**TASK REQUIREMENTS:**
Convert the records below into a two-column CSV headed text and answer, one row per record, with each field quoted and any line breaks replaced by spaces. Leave out the pictures.
[start TASK INPUT]
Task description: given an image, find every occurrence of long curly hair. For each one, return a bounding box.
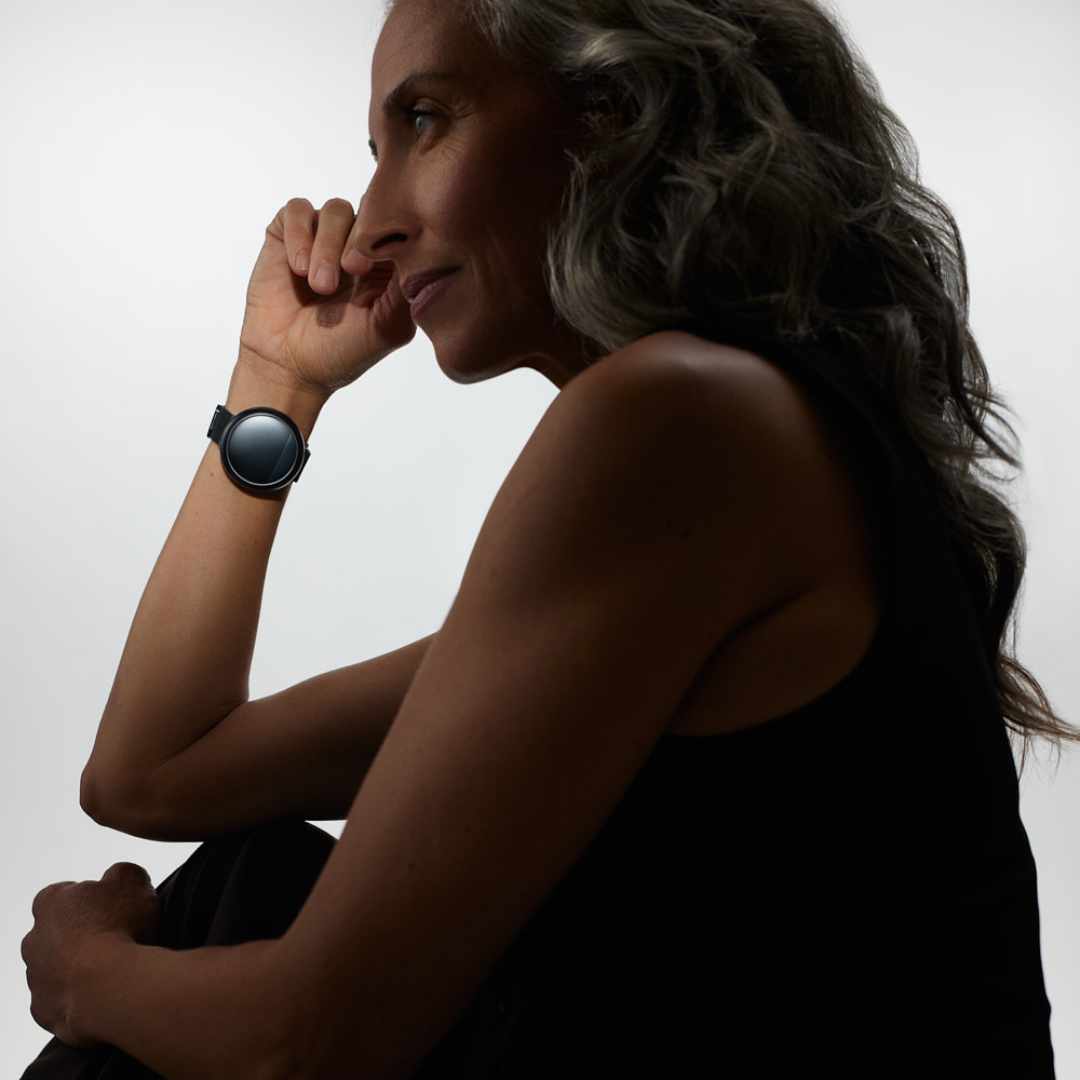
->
[388,0,1080,764]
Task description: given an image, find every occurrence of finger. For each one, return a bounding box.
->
[308,199,356,296]
[271,199,318,278]
[102,863,153,892]
[30,881,75,919]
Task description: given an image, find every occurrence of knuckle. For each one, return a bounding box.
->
[102,863,150,886]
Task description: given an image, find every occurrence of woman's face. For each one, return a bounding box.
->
[355,0,582,384]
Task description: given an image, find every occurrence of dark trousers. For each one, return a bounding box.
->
[23,822,334,1080]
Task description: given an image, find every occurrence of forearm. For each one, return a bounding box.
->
[84,365,323,794]
[68,933,300,1080]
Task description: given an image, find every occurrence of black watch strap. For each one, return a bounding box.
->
[204,405,232,445]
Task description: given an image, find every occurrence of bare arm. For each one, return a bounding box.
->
[29,336,815,1080]
[82,201,416,839]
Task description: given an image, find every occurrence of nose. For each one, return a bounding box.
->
[353,168,419,262]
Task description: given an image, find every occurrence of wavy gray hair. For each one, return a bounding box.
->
[384,0,1067,750]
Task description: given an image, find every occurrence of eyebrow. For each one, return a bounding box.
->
[367,71,460,158]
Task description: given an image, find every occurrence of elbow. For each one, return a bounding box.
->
[79,757,166,839]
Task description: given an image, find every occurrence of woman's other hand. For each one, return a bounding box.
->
[240,199,416,396]
[23,863,159,1047]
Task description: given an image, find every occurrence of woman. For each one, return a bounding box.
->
[24,0,1074,1078]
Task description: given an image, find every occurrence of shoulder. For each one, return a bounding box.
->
[466,333,842,632]
[532,330,835,518]
[550,330,815,462]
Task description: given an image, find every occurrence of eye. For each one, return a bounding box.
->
[405,108,437,135]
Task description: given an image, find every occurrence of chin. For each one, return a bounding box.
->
[428,336,529,386]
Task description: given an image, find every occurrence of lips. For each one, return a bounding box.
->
[402,270,454,305]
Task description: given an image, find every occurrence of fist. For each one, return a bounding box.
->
[23,863,159,1047]
[240,199,416,396]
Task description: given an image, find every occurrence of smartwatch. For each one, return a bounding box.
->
[206,405,311,494]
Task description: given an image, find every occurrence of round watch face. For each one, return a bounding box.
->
[221,409,303,491]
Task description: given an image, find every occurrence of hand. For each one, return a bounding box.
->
[23,863,159,1048]
[240,199,416,396]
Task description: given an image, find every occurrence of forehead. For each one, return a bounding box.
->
[372,0,488,104]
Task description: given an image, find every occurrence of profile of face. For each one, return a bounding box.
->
[355,0,580,382]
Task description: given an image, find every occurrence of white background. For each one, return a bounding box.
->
[0,0,1080,1080]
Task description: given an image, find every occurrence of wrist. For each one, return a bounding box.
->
[235,349,330,440]
[63,931,139,1047]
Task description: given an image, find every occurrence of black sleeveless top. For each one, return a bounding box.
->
[415,329,1053,1080]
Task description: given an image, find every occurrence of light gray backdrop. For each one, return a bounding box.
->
[0,0,1080,1080]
[end TASK INPUT]
**EXPECTED OUTPUT:**
text,answer
"Task description: given an image, find every occurrence of long curly hair. For each one, return a bounding box. ->","[388,0,1080,764]"
"Task description: given an image, find every occurrence of finger. For each one, return a bounding box. ->","[308,199,356,296] [271,199,318,278] [102,863,153,892] [30,881,75,919]"
"Task description: given an image, find every occurrence of knuckle. For each one, return a bounding box. ->","[102,863,150,886]"
"Task description: given an image, find every occurrence of woman's face. For each one, return a bounding box. ->","[355,0,582,384]"
"Task description: given an image, find every occurrence of dark trousers. For each one, return a bounding box. ->","[23,822,334,1080]"
"Task description: given an image, find every occurrence of forearm. For each one, return a bounding box. ->","[84,365,323,794] [68,933,300,1080]"
"Task description: given an image, find every occurrence of black watch strap. For each one, return a bounding box. ->","[204,405,232,445]"
"Task description: given an image, find every occurrence of bare arm. For each one, return a bounding box. ->","[29,336,815,1080] [82,201,416,839]"
"Task description: given an image, find every occurrence of nose. For each one, return a bounding box. ->","[353,168,419,262]"
"Task description: given an image, find every occurrence of wavy gray hair. For each one, return a bounding box. ->","[384,0,1067,750]"
"Task description: given an image, find every occurrence of eyebrow. For each one, return a bounding box. ->","[367,71,460,158]"
"Task description: given an image, find every occurrence of elbow. For each one, return a bounding box. ->","[79,757,166,839]"
"Task description: given an image, find every occurrence of woman's other hand. For each one, return a bounding box. ->","[240,199,416,396] [23,863,159,1047]"
"Task description: given an image, find every occurrence of woman. For each one, return a bounding box. ->","[24,0,1074,1078]"
"Task description: given an image, find every occurrence of shoulder. For each one, return a bounding box. ->","[466,333,842,632] [532,330,835,518] [550,330,815,462]"
"Task description: given an image, find every occurrence of eye. For each one, return a bounding box. ->","[405,108,437,135]"
"Task description: given an image, find every occurrence of chin. For each one, return a bounding box. ->","[428,336,529,386]"
"Task description: given an image, find every occurrence of lips. For each one, return a bounding box. ->","[402,270,454,305]"
"Task description: given an image, find every occurrence of fist. For each one, return a bounding box. ->","[23,863,159,1047] [240,199,416,396]"
"Task description: given an image, find every occurrence of smartwatch. For each one, return a bounding box. ->","[206,405,311,494]"
"Task description: given an image, find every occurrence of round watch face. For each one, return a bounding box. ->","[221,409,303,491]"
"Task description: given an image, find every occurrence of hand. For each one, return a bounding box. ->","[23,863,159,1048] [240,199,416,396]"
"Task description: given an image, find every occurrence of forehead. For each one, return a bounding box. ->","[372,0,488,104]"
"Task description: given an image, find every occurrence of profile of face. For each one, return a bounding box. ->","[355,0,580,382]"
"Task description: given an image, find every occurrence of white background. For each one, return a bounding box. ->","[0,0,1080,1080]"
"Task description: given an image, find every occurrence of wrist. For each one, return a bounding box. ->","[235,349,330,440] [63,931,139,1047]"
"Task description: given an image, find every occurrence of black sleeveless top. For each one, return a bounding box. ->","[415,329,1053,1080]"
"Task description: given an image, find every occurrence of light gray backdrop. For each one, return a bounding box. ->","[0,0,1080,1080]"